→ Prompt:
Filter these entries down to lines holding "white".

→ Entries shown:
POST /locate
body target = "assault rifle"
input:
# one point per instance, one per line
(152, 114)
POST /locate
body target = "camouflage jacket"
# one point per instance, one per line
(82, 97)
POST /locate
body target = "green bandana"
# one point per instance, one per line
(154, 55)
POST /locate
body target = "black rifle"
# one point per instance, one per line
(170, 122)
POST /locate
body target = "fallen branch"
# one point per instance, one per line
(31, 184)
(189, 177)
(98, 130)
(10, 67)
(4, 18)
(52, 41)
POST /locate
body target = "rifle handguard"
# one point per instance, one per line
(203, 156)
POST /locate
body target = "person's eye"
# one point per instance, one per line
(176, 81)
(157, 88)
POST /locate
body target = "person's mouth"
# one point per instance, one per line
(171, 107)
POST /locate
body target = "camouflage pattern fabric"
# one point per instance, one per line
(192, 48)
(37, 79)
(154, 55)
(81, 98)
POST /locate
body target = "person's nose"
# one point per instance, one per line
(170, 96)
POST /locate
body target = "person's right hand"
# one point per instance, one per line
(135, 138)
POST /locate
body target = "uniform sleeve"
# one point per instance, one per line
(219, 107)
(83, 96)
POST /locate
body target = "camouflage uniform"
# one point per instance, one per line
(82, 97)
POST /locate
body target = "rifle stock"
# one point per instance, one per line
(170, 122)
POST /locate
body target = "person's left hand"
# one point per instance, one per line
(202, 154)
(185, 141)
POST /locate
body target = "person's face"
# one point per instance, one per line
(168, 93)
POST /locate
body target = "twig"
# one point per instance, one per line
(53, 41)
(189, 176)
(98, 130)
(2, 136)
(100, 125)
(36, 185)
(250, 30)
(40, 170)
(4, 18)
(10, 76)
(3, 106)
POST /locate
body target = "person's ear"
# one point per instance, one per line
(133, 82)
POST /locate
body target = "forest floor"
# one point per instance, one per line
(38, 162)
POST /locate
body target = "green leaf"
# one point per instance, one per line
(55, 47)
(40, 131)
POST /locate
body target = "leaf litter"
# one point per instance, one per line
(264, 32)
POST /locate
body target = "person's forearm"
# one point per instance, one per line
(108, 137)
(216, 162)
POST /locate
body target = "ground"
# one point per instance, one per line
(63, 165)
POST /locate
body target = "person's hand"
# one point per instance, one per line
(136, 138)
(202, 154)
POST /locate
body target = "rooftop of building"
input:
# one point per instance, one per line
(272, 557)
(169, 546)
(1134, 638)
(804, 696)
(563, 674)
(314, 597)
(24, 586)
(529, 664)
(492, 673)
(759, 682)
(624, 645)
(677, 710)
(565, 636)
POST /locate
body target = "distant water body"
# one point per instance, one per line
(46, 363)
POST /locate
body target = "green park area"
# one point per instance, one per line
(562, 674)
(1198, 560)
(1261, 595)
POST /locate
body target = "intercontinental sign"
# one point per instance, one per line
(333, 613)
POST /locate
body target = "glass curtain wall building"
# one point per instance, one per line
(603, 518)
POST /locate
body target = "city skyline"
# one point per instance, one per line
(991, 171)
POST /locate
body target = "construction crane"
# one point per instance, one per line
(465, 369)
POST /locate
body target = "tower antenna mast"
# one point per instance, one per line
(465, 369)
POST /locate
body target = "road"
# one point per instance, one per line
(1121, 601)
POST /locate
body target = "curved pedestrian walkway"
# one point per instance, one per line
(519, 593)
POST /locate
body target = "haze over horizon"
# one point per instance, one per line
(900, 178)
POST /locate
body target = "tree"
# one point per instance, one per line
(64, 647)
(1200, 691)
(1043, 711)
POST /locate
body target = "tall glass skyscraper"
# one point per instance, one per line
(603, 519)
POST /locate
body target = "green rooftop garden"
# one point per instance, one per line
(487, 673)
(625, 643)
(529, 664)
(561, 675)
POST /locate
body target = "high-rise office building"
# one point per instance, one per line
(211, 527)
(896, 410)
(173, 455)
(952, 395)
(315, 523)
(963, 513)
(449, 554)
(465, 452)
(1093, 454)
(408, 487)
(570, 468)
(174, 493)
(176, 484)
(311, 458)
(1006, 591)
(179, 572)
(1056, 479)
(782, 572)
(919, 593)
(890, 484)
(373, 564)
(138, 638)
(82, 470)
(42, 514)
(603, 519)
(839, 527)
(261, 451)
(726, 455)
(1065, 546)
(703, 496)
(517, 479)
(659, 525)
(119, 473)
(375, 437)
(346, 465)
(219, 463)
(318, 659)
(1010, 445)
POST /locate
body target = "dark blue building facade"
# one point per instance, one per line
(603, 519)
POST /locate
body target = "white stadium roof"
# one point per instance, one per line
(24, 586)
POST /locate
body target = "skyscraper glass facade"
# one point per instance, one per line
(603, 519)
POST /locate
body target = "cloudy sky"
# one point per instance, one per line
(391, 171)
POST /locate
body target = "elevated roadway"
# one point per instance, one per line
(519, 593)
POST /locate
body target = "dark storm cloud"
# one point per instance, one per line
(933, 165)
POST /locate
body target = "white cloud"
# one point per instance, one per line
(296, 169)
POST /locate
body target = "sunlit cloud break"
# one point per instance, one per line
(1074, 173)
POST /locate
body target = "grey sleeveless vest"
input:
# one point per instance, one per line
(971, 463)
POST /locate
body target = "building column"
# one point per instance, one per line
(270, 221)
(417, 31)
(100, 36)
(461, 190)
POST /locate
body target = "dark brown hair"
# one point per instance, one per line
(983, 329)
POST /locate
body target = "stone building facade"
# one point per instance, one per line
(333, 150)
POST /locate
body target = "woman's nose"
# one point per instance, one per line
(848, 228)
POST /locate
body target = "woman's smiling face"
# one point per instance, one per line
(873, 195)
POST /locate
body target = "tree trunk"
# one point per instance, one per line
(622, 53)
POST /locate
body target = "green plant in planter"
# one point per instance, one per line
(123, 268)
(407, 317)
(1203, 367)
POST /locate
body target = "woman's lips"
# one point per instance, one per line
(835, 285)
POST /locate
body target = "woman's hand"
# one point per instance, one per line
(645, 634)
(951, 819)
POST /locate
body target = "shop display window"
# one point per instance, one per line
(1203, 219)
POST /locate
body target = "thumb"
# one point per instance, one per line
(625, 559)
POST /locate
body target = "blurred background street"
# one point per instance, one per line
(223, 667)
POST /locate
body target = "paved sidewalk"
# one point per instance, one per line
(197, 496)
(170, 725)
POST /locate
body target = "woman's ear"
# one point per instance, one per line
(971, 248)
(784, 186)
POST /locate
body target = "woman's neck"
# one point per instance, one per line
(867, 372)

→ The completed task:
body target = "white stadium roof"
body target = "white cloud"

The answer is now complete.